• Problem to work on: Please copy the lines below, swapping each "Target" for "Object" and keeping everything else unchanged.

Records from a collection:
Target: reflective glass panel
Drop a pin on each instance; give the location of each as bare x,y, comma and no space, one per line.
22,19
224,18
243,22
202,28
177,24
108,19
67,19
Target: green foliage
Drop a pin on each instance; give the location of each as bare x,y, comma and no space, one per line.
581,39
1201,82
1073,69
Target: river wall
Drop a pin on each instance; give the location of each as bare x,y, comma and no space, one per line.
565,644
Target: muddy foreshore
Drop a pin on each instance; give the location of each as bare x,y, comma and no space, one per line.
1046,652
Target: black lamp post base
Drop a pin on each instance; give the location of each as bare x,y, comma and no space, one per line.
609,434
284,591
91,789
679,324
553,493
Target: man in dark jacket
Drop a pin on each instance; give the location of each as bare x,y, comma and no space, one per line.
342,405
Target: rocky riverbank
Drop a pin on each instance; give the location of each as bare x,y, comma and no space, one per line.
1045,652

• The answer:
Object: reflective glass panel
Drop a pin on each instance; give the location of each as bare x,y, comma and no space, one per line.
22,19
224,18
243,22
202,28
177,24
108,19
67,19
Object: green foliage
Drop a pin on each instance; give the location of each as bare x,y, comma and no space, one per line.
581,39
1201,82
1073,69
Object: river wall
Drop a pin on each instance; give the location of each as bare x,y, comma and no space, one per line.
565,644
Object: muddy foreshore
Drop a pin on each instance; give the location of each as bare x,y, comma and no space, one per line.
1046,652
Object: black lamp post base
Drop a pin on each instance; give the location of each as bare x,y, comma and no space, one per line.
609,434
284,591
91,789
679,324
553,493
Object: man in dark jacket
Drop a pin on each instance; give the location of each as bare x,y, comma and no space, one per line.
342,405
Object: rocky riverbank
Drop a pin on each instance; give the location of each as bare x,y, comma and no space, one per line.
1045,652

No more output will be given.